▸ **Your goal**
Please change "takes one point" to "gets one point" everywhere in the material below and write out the lines again with nothing else altered. Leave the pictures out of your answer.

>> Start The data

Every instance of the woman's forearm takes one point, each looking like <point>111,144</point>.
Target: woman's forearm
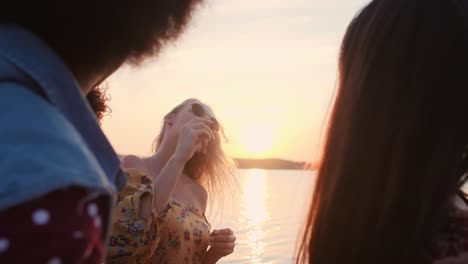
<point>165,183</point>
<point>210,258</point>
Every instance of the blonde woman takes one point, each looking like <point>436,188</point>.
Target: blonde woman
<point>160,215</point>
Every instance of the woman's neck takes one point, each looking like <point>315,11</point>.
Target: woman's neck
<point>155,163</point>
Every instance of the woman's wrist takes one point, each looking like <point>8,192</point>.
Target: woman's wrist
<point>210,258</point>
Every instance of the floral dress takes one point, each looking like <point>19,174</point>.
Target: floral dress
<point>179,235</point>
<point>184,237</point>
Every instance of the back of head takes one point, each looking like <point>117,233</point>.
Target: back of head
<point>396,135</point>
<point>99,34</point>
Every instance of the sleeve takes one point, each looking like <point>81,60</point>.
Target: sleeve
<point>134,238</point>
<point>61,227</point>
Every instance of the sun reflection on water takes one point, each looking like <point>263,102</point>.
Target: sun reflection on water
<point>255,212</point>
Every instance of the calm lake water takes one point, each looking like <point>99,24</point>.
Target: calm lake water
<point>266,214</point>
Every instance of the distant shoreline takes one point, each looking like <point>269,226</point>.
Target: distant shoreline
<point>269,164</point>
<point>272,164</point>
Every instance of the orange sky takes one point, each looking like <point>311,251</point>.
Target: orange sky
<point>266,67</point>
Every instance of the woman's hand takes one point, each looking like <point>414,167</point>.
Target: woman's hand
<point>221,245</point>
<point>193,137</point>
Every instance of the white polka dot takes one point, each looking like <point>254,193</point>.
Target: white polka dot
<point>41,217</point>
<point>88,252</point>
<point>78,234</point>
<point>92,209</point>
<point>4,244</point>
<point>97,222</point>
<point>55,260</point>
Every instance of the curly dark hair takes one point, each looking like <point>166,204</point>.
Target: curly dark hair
<point>95,34</point>
<point>98,99</point>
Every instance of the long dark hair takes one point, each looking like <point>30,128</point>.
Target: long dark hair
<point>396,135</point>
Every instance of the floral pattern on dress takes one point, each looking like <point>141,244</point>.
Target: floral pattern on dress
<point>184,236</point>
<point>134,239</point>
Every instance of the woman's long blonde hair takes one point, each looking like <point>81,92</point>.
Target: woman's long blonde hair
<point>213,170</point>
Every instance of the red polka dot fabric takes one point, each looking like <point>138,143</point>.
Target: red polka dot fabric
<point>65,226</point>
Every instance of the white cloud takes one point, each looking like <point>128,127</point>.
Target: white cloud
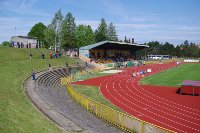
<point>136,25</point>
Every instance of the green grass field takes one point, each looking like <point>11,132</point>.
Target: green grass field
<point>174,76</point>
<point>17,113</point>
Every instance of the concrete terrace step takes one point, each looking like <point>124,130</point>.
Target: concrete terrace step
<point>52,99</point>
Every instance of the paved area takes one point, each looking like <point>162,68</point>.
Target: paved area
<point>52,99</point>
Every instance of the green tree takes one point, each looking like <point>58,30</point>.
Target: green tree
<point>38,31</point>
<point>68,31</point>
<point>101,33</point>
<point>84,35</point>
<point>6,43</point>
<point>53,34</point>
<point>112,34</point>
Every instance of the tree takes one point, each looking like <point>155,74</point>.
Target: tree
<point>84,35</point>
<point>68,32</point>
<point>38,31</point>
<point>6,43</point>
<point>101,33</point>
<point>112,34</point>
<point>54,30</point>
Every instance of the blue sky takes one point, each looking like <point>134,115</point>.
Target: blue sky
<point>144,20</point>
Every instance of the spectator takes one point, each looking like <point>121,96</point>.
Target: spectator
<point>30,56</point>
<point>49,67</point>
<point>134,74</point>
<point>33,74</point>
<point>43,56</point>
<point>51,55</point>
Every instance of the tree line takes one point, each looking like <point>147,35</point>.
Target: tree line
<point>62,31</point>
<point>186,49</point>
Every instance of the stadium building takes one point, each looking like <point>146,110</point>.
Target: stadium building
<point>107,52</point>
<point>24,42</point>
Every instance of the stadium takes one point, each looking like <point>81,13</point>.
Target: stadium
<point>95,96</point>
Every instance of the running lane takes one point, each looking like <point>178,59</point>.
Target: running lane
<point>156,104</point>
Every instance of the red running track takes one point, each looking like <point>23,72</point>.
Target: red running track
<point>159,105</point>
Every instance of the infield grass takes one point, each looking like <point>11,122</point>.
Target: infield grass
<point>174,76</point>
<point>17,113</point>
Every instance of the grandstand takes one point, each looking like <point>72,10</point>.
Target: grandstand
<point>156,57</point>
<point>106,52</point>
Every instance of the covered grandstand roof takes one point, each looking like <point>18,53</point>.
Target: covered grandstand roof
<point>110,42</point>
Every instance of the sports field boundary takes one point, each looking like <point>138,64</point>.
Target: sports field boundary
<point>123,121</point>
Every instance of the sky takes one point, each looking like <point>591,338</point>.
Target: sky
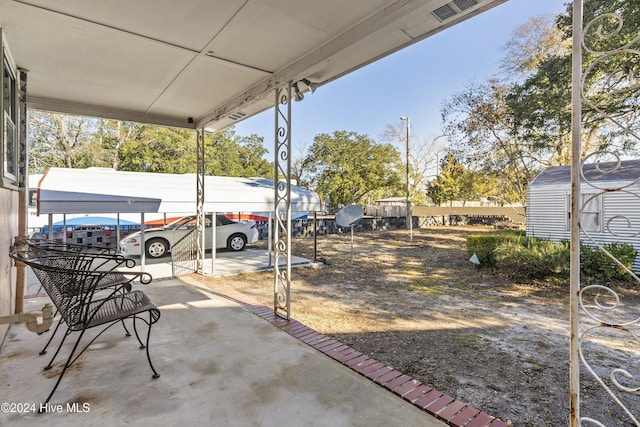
<point>412,82</point>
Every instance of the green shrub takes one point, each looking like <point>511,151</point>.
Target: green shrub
<point>484,245</point>
<point>595,264</point>
<point>533,258</point>
<point>523,257</point>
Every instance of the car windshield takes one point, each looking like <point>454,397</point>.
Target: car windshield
<point>190,221</point>
<point>177,223</point>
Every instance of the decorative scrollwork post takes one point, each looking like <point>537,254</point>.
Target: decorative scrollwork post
<point>601,316</point>
<point>282,188</point>
<point>200,201</point>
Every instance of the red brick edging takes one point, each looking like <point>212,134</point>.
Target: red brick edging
<point>446,408</point>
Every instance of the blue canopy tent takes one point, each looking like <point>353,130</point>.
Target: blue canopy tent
<point>102,221</point>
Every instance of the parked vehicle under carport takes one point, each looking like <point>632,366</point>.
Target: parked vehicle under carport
<point>231,235</point>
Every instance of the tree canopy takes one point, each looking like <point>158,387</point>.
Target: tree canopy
<point>514,126</point>
<point>79,142</point>
<point>345,167</point>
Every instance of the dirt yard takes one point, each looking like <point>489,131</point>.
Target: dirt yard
<point>423,308</point>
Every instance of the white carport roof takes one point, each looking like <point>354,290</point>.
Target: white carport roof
<point>204,63</point>
<point>99,190</point>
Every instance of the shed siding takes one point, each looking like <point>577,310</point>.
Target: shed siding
<point>546,215</point>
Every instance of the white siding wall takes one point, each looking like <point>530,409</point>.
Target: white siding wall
<point>546,215</point>
<point>546,212</point>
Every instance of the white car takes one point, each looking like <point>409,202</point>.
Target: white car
<point>158,241</point>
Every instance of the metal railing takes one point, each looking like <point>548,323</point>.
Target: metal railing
<point>184,254</point>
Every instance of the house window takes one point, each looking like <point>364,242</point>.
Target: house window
<point>590,212</point>
<point>9,134</point>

>> End The data

▸ **Final answer**
Every instance of the woman's forearm gets one point, each looking like <point>111,144</point>.
Target: woman's forearm
<point>165,183</point>
<point>210,258</point>
Every instance of the blonde woman gets one point, each looking like <point>436,188</point>.
Target: blonde woman
<point>160,215</point>
Every instance of the woman's neck gets one point, each looking like <point>315,11</point>.
Target: woman's neck
<point>155,163</point>
Every instance of the woman's wrist gets one point, each looking like <point>8,192</point>.
Target: woman's wrist
<point>210,258</point>
Every instance of the floral dress gets one point, each looking like <point>19,174</point>.
Target: floral dress
<point>179,235</point>
<point>184,237</point>
Every instance of the back of head gets one point, each looking like <point>117,233</point>.
Target: back of head
<point>396,135</point>
<point>99,34</point>
Every instance of the sleeve gets one point, each looking like <point>81,60</point>.
Target: sleeve
<point>134,238</point>
<point>61,227</point>
Every instance of the sun reflection on water gets one point, each looking like <point>263,102</point>.
Target: sun reflection on water
<point>255,212</point>
Every instance of the calm lake water gets one point, each looking like <point>99,24</point>.
Target: calm lake water
<point>266,214</point>
Every instance of the distant shoreline gets one point, each looking like <point>269,226</point>.
Target: distant shoreline
<point>269,164</point>
<point>272,164</point>
Every instance of the orange sky gets one point, each looking like <point>311,251</point>.
Target: orange sky
<point>266,67</point>
Every instance of the woman's hand gets one point, each looking like <point>414,167</point>.
Target: woman's hand
<point>221,245</point>
<point>193,137</point>
Every instance of the white polka dot gets one point, each looking like <point>254,193</point>.
Target: white polka dot
<point>41,217</point>
<point>88,252</point>
<point>78,234</point>
<point>92,209</point>
<point>4,244</point>
<point>97,222</point>
<point>55,260</point>
Every instance of the curly dark hair gets one point, each looking like <point>166,204</point>.
Target: curly dark hair
<point>95,34</point>
<point>98,99</point>
Every instance of the long dark hair gets one point, each looking like <point>30,128</point>.
Target: long dark hair
<point>396,135</point>
Every instance of the floral pattern on dress gets one point, each looking like <point>141,244</point>.
Target: floral pattern on dress
<point>184,236</point>
<point>134,239</point>
Every instance of the woman's long blonde hair gets one point, each looking like <point>81,92</point>.
Target: woman's long blonde hair
<point>213,170</point>
Every instance of the red polka dot fabric gets one point, each looking like <point>138,143</point>.
Target: red polka dot fabric
<point>65,226</point>
Every instance of the white cloud gets one point, each looking like <point>128,127</point>.
Target: white cloud
<point>136,25</point>
Every instance of the green grass field gets one point, each looking like <point>11,132</point>.
Target: green grass field
<point>174,76</point>
<point>17,113</point>
Every instance of the concrete terrace step gets one point, each looking like <point>124,130</point>.
Target: concrete terrace step
<point>52,99</point>
Every instance of the paved area gets one point, each looking like <point>162,68</point>.
Target: paved area
<point>52,99</point>
Every instance of the green tree gets one point, each looking like <point>58,30</point>.
Target: green tree
<point>38,31</point>
<point>68,31</point>
<point>101,33</point>
<point>84,35</point>
<point>6,43</point>
<point>53,34</point>
<point>112,34</point>
Every instance of the tree gets one point, each looking like <point>155,74</point>.
Target: tree
<point>84,35</point>
<point>68,32</point>
<point>38,31</point>
<point>6,43</point>
<point>101,33</point>
<point>112,34</point>
<point>54,30</point>
Every instance of the blue sky gets one point, each looking like <point>134,115</point>.
Target: blue sky
<point>144,20</point>
Every instance of the spectator gets one point, each looking like <point>121,96</point>.
Target: spectator
<point>30,56</point>
<point>49,67</point>
<point>134,74</point>
<point>33,74</point>
<point>43,56</point>
<point>51,55</point>
Every instance of the tree line gets one point, each looking like <point>147,35</point>.
Target: tree line
<point>62,31</point>
<point>186,49</point>
Every instance of the stadium building gets one point, each looking like <point>146,110</point>.
Target: stadium building
<point>107,52</point>
<point>24,42</point>
Every instance of the stadium gets one point, each looking like <point>81,13</point>.
Target: stadium
<point>95,96</point>
Every instance of the running lane gets one point, each looking like <point>178,59</point>.
Target: running lane
<point>156,104</point>
Every instance of the red running track gets one point, each looking like <point>23,72</point>.
Target: red running track
<point>159,105</point>
Every instance of the infield grass gets one point, each looking like <point>11,122</point>.
Target: infield grass
<point>174,76</point>
<point>17,113</point>
Every instance of the grandstand gets one point, each looking like <point>72,10</point>.
Target: grandstand
<point>156,57</point>
<point>106,52</point>
Every instance of the covered grandstand roof gets one point, each looking like <point>18,53</point>.
Target: covered grandstand roof
<point>110,42</point>
Every instance of the sports field boundary gets one point, each looking like <point>138,64</point>.
Target: sports field boundary
<point>123,121</point>
Every instance of the sky gets one point, each looking like <point>591,338</point>.
Target: sky
<point>412,82</point>
Every instance of the green shrub gets one point, each looking like <point>511,151</point>.
Target: green shrub
<point>484,245</point>
<point>595,264</point>
<point>533,258</point>
<point>523,257</point>
Every instance of the car windshield gets one point, each looking like <point>454,397</point>.
Target: car windshield
<point>190,221</point>
<point>177,223</point>
Every instance of the decorative scrollwork post gets one point, each looking like <point>537,254</point>.
Target: decorative scrollwork post
<point>601,316</point>
<point>282,188</point>
<point>200,201</point>
Every instance of the red brick edging gets one point, each looking like <point>212,134</point>.
Target: red brick edging
<point>446,408</point>
Every instance of the blue canopy tent gets one point, each looking like <point>353,130</point>.
Target: blue canopy tent
<point>102,221</point>
Every instance of the parked vehicle under carport gets one point, each looking like <point>632,366</point>.
Target: parked vehicle under carport
<point>231,235</point>
Every instance of the tree canopy gets one point, each looking like <point>158,387</point>.
Target: tree canopy
<point>514,126</point>
<point>79,142</point>
<point>345,167</point>
Every instance of the dirt yard gets one point, each looking like <point>489,131</point>.
Target: dirt yard
<point>423,308</point>
Every instance of the white carport roof gets one point, each looking like <point>354,290</point>.
Target: white carport roof
<point>204,63</point>
<point>99,190</point>
Every instance of the shed siding gets one point, each looking like <point>577,310</point>.
Target: shed siding
<point>546,215</point>
Every instance of the white siding wall gets one point, each looking like <point>530,409</point>.
Target: white siding wall
<point>546,215</point>
<point>546,212</point>
Every instance of the white car gets one point, each looking like <point>409,202</point>.
Target: white car
<point>158,241</point>
Every instance of the metal railing gets one point, each looking like <point>548,323</point>.
Target: metal railing
<point>184,254</point>
Every instance of the house window gets one point, each looking like <point>364,242</point>.
Target: house window
<point>590,212</point>
<point>9,134</point>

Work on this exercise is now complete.